PROVIDED DATA:
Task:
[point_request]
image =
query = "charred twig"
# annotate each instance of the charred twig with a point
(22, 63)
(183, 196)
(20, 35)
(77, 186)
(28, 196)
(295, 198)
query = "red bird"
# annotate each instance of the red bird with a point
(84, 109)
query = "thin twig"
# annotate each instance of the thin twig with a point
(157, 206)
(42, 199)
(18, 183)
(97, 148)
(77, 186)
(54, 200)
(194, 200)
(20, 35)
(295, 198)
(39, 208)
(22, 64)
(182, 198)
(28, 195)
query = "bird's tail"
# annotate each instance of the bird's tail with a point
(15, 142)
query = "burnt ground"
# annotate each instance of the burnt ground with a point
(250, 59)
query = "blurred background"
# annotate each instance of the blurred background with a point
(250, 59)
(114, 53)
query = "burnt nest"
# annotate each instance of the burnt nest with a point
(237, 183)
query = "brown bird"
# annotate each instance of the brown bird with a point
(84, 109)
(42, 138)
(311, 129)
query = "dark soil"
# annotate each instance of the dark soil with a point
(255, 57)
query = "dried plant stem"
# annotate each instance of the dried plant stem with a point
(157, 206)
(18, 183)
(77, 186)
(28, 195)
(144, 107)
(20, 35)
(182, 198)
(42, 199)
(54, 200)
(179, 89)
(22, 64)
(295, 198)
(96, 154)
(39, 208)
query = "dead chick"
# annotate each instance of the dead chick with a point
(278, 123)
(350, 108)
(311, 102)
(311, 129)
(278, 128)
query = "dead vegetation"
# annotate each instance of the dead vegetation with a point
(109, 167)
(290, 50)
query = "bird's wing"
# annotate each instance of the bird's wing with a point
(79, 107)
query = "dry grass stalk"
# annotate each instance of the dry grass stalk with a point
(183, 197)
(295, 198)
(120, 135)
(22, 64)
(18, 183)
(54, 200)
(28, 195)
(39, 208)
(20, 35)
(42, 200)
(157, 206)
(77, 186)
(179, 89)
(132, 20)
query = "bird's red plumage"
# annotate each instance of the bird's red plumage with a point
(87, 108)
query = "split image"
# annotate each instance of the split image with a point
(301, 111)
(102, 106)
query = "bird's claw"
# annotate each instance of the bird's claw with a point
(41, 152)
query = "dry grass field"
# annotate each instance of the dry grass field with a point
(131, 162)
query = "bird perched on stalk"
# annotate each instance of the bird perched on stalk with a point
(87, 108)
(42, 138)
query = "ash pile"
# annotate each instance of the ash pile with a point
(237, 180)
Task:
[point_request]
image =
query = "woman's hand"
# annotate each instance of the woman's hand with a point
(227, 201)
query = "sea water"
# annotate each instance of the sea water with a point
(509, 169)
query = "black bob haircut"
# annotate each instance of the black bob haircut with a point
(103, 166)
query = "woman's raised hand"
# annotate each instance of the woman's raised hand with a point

WORK REQUIRED: From the first line to the last, please quote the material above exactly.

TASK SOLUTION:
Task:
[point_request]
image =
query = "charred twig"
# annotate each instance of the charred twig with a point
(22, 63)
(183, 196)
(20, 35)
(77, 186)
(28, 196)
(295, 198)
query = "red bird"
# annotate each instance of the red bird with a point
(84, 109)
query = "thin twig"
# annotate each instance of the thin twig with a point
(157, 206)
(42, 199)
(18, 183)
(97, 148)
(77, 186)
(54, 200)
(194, 200)
(20, 35)
(295, 198)
(39, 208)
(22, 64)
(182, 198)
(28, 195)
query = "bird's tail"
# annotate each instance of the bird's tail with a point
(15, 142)
query = "burnt ground"
# annotate each instance of the burnt ground with a point
(250, 59)
query = "blurred background"
# annotate each instance of the blurred background with a point
(250, 59)
(114, 53)
query = "burnt nest"
# annotate each instance of the burnt nest with a point
(237, 183)
query = "brown bird"
# annotate each instance of the brown bird with a point
(84, 109)
(42, 138)
(311, 129)
query = "dark soil"
# annotate each instance of the dark soil with a point
(255, 57)
query = "dried plant stem"
# annotate each instance of the dried plant stem with a point
(157, 206)
(18, 183)
(77, 186)
(28, 195)
(144, 107)
(20, 35)
(182, 198)
(42, 199)
(54, 200)
(179, 89)
(22, 64)
(295, 198)
(96, 154)
(39, 208)
query = "dead chick"
# annotate each instance of the dead chick with a point
(278, 123)
(350, 108)
(311, 102)
(311, 129)
(278, 128)
query = "dead vegetation"
# annotate each instance of the dead vegetation with a point
(109, 167)
(290, 50)
query = "bird's wing"
# annotate each instance of the bird's wing with a point
(79, 107)
query = "dry grass stalk"
# annotate each instance of the dry grass stalk with a point
(183, 197)
(295, 198)
(120, 135)
(22, 64)
(18, 183)
(54, 200)
(28, 195)
(39, 208)
(20, 35)
(42, 200)
(157, 206)
(77, 186)
(179, 89)
(132, 20)
query = "bird's red plumage"
# annotate each instance of the bird's red plumage with a point
(87, 108)
query = "split image"
# annotate each instance of the split image with a point
(301, 111)
(102, 106)
query = "bird's claw"
# annotate each instance of the bird's claw with a point
(41, 152)
query = "dry grass field"
# annotate each instance of the dry grass field with a point
(131, 162)
query = "bird perched on stalk"
# annotate each instance of the bird perched on stalk with a point
(87, 108)
(42, 138)
query = "ash pile"
# annotate each instance of the ash pile with a point
(237, 180)
Task:
[point_request]
image =
query = "woman's hand"
# annotate each instance of the woman's hand with a point
(227, 201)
query = "sea water"
# annotate each instance of the sea water with a point
(509, 169)
query = "black bob haircut"
# annotate each instance of the black bob haircut with a point
(103, 166)
query = "woman's raised hand"
# annotate each instance of the woman's raised hand with a point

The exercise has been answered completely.